▶ [Set problem 1]: Reproduce word for word the part of the post on choosing a subset of software tests that opens with the words containing "Statistical/mathematical method to" and closes with "Pass and Fail.".
▶ [Set problem 2]: Carry on the post on choosing a subset of software tests from the point where it stops.

Statistical/mathematical method to find useful tests

I’ve got a software testing system with hundreds of individual tests (and the number is regularly growing). In total the tests take many hours to run, and I’d like to come up with a subset of tests that takes much less time, but still gives me good coverage in case something breaks. The tests have two possible results: Pass and Fail.

I have historical results of many runs of the tests, so I’m looking for a way to analyze them to determine which tests would be the best ones to put in this subset.

In many cases, the tests overlap quite a while. For example, if I have three tests, A B and C, I might find that most of the time test A fails, test B also fails, but test C tends to fail independently. In that case, I could probably get away with just running test A, or test B, not both of them.

I’m thinking that there’s some kind of clustering or dimensional analysis approach to this that will give me a number (or possibly a set of N numbers for N dimensions) for each test that indicates how effective/predictive it is, and then I can select the subset of tests that’s most predictive and runs within my smaller time budget.

▶ [Data entries]:
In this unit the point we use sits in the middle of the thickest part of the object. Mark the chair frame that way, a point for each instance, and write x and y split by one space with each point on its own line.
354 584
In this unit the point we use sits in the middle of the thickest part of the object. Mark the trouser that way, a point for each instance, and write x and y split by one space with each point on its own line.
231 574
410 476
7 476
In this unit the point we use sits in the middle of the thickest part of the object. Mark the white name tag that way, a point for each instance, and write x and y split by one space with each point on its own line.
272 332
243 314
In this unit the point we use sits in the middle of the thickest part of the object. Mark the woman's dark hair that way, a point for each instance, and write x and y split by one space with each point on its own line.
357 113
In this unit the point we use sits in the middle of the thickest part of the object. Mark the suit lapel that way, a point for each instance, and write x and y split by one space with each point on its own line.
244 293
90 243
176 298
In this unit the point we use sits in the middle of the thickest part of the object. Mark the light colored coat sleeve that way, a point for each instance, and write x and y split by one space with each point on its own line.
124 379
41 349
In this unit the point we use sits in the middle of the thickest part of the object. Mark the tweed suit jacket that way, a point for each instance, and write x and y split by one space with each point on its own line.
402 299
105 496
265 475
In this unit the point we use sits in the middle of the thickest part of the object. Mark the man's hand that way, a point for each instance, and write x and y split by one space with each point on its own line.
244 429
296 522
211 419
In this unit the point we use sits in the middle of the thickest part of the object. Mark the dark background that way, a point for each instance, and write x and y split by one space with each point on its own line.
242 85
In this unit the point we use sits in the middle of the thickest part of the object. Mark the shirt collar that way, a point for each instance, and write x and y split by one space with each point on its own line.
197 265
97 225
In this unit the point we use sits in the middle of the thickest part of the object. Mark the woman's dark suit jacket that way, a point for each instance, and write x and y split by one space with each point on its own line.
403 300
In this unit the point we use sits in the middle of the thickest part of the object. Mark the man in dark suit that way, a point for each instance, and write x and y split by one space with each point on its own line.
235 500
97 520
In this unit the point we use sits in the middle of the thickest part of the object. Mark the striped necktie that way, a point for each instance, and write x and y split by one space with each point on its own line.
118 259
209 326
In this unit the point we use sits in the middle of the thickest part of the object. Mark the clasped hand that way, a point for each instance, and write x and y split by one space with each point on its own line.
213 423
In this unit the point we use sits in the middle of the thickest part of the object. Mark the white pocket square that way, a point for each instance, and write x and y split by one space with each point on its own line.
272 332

▶ [Right answer 1]:
Statistical/mathematical method to find useful tests

I’ve got a software testing system with hundreds of individual tests (and the number is regularly growing). In total the tests take many hours to run, and I’d like to come up with a subset of tests that takes much less time, but still gives me good coverage in case something breaks. The tests have two possible results: Pass and Fail.

▶ [Right answer 2]:
Hopefully, although I haven’t quite used the right terminology, I’ve explained the problem enough that someone can point me at a formula or wikipedia page that can get me started. Thanks :slight_smile:

It was almost three years ago that you asked an almost identical question. You said you liked my suggestion. I guess it didn’t work out though. Did you try to understand, using manual analysis, where the algorithm was going wrong?

Ha! Sorry, no, just had the project shelved didn’t remember asking about it. I’ll go read that thread again and report back.

The OP realized he had posted this before and asked that it be closed.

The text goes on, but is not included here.